Document segment Start Marker
My feet are moving but the finish line isn’t much closer
December 11, 2008
I’ve been studying for what seems like an interminable length of time, but I’m still left with far too few hours over the next few days to adequately prepare for finals. The job is overwhelming; and even though I know that in a week it will all be behind me, I still wonder how long and short this week will turn out to be. I’m struggling to stay on task, to not check facebook or clean my room (it hasn’t been this neat in months) or make cookies (but they are yummy) or read all of Taber’s Cyclopedic Medical Dictionary. This evening, I again strayed from the powerpoint on my computer to the much-more-enticing world of catching up on blogs and news that I don’t actually need to know right now (not when there are thousands of drugs just waiting for me to learn their side effects, at least!). Sometimes God isn’t subtle. At all. The blog post title that I opened up? “Confessions of a Busy Procrastinator”. Ouch. That’s me–I have my notes all spread out, my study plan scheduled, my to-do memo typed out in my palm. I’ve always been busy–I say I’m never bored, and that’s really true. But my non-laziness manifested in busy procrastination is just as bad (or worse, because I like to think I’m ok just because I’m busy).
Document segment End Marker
Information given Start Marker
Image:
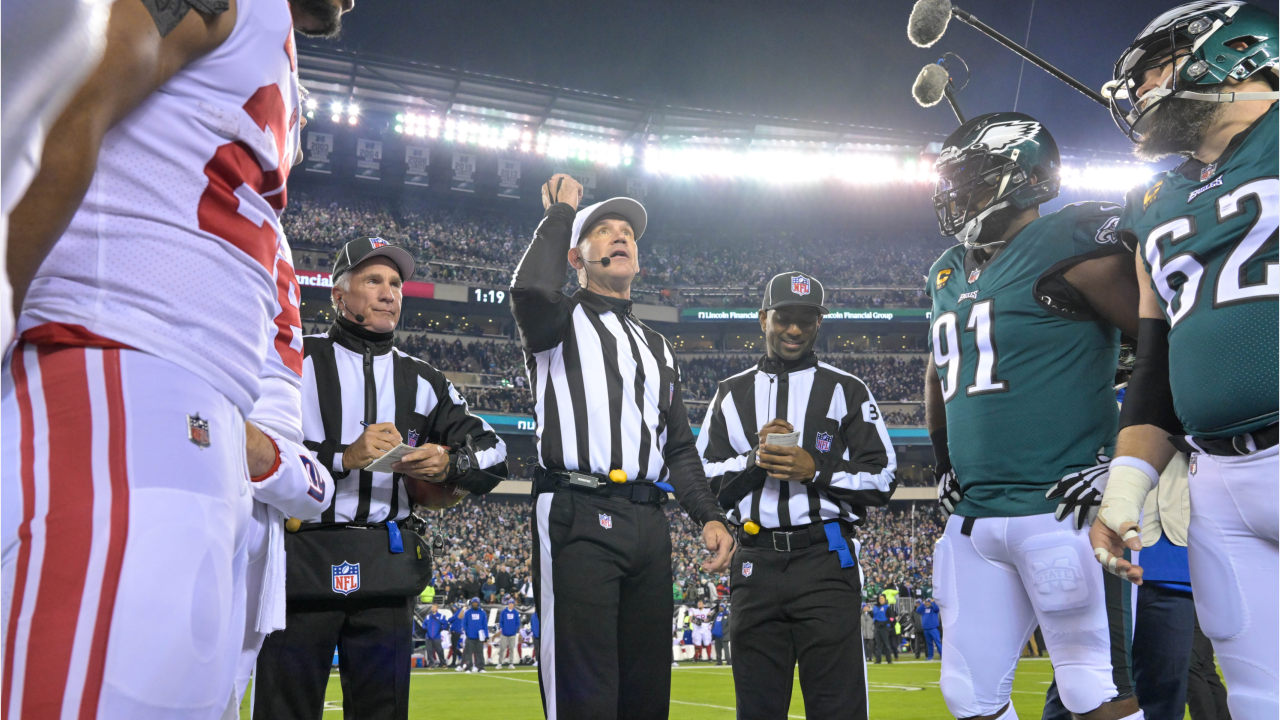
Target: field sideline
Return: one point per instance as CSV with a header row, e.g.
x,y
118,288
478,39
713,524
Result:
x,y
904,691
Information given End Marker
[Directions for this task]
In the blog post about studying for finals, the sentence beginning "I'm struggling to stay on task" names several things the writer is trying not to do. List each of them.

[Answer section]
- check facebook
- clean my room
- make cookies
- read all of Taber's Cyclopedic Medical Dictionary